• [Exercise goal]: List every line in the records below that contains the string "boat", matching case exactly.

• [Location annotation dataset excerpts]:
>>
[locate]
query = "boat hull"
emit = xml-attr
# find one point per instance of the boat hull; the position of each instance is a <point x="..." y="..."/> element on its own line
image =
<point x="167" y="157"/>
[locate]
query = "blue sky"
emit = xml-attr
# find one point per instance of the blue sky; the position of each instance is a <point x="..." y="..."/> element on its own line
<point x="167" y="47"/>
<<
>>
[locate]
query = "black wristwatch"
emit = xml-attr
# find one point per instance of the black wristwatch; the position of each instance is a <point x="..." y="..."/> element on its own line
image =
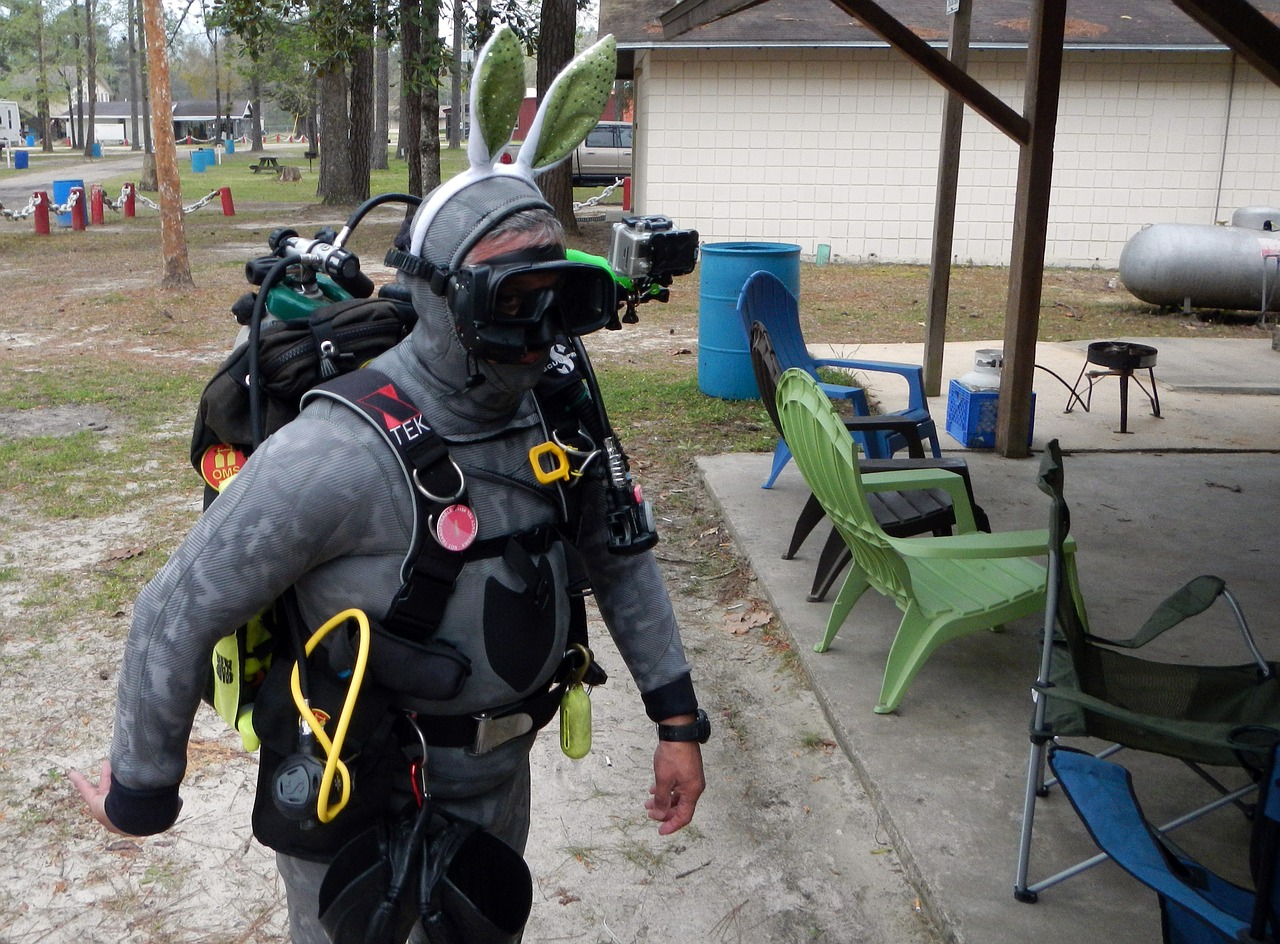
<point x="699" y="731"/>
<<
>>
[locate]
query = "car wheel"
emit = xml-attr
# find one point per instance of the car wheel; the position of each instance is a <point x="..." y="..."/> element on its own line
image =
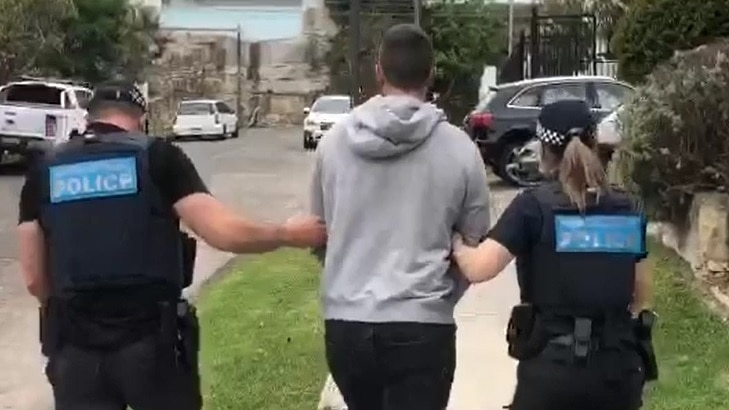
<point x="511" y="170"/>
<<
• [Solution to this exercise]:
query = "boat hull"
# find one point per instance of the boat hull; the position of each instance is a <point x="..." y="..."/> element on its own line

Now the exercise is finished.